Condense the paragraph of the Marion Ryan biography below that begins "She began recording for Pye Nixa" into a short bulleted list of its main facts.

BEGIN Reading passage

Marion Ryan (4 February 1931 – 15 January 1999) was a British singer in the 1950s in the early years of British Independent Television. She was once called "the Marilyn Monroe of popular song".

Early life
Born in Middlesbrough, North Riding of Yorkshire, England, she attended Notre Dame Collegiate School for Girls in Leeds, now Notre Dame Catholic Sixth Form College.

Career
Marion Ryan was working in a hosiery shop in Leeds and she broke into show business when she approached Ray Ellington who was performing at the Locarno in Liverpool in July 1953 and asked to sing with his quartet. He allowed her to do so and the audience reaction was so good he signed her up to work with the quartet. She made her debut with them at the Locarno, Glasgow in September 1953. Her first radio appearance took place on the show "Stepping Out at Radio Roadhouse" on the Light Programme on October 27, 1953 when the Ellington quartet were the guest band. She continued to tour with Ellington until 1957 and made further radio appearances with them including the popular Goon Show.

She began recording for Pye Nixa in 1956 and mainly made cover versions of American hits. Her version of "Love Me Forever" peaked at number five on the UK Singles Chart in 1958. Her first LP "A Lady Loves" was released in 1959. Beginning in June 1956, she was the regular singer in the popular musical quiz Spot the Tune on Granada Television for seven years, with a total of 209 half-hour programmes, which featured several star hosts including disc-jockey Pete Murray, the Canadian pop singer Jackie Rae, and the comedians Ken Platt and Ted Ray, and also Peter Knight and his orchestra. The show re-emerged in the 1970s as Name That Tune.

END Reading passage
BEGIN Material provided

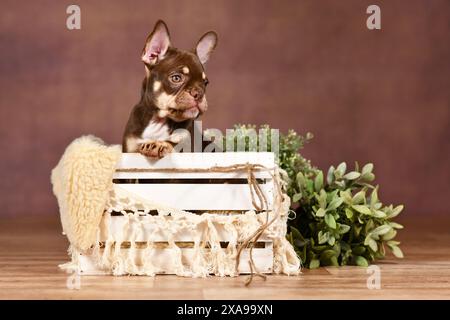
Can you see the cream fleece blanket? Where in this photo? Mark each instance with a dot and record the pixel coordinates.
(81, 182)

END Material provided

| Answer to the task |
- Recorded for Pye Nixa from 1956, mostly cover versions of American hits.
- Her "Love Me Forever" reached number five on the UK Singles Chart in 1958.
- Her first LP, "A Lady Loves," came out in 1959.
- From June 1956 she was the regular singer on Granada Television's musical quiz Spot the Tune.
- She stayed with the show for seven years and 209 half-hour programs.
- Its hosts included Pete Murray, Jackie Rae, Ken Platt and Ted Ray, and Peter Knight and his orchestra also appeared.
- The show returned in the 1970s as Name That Tune.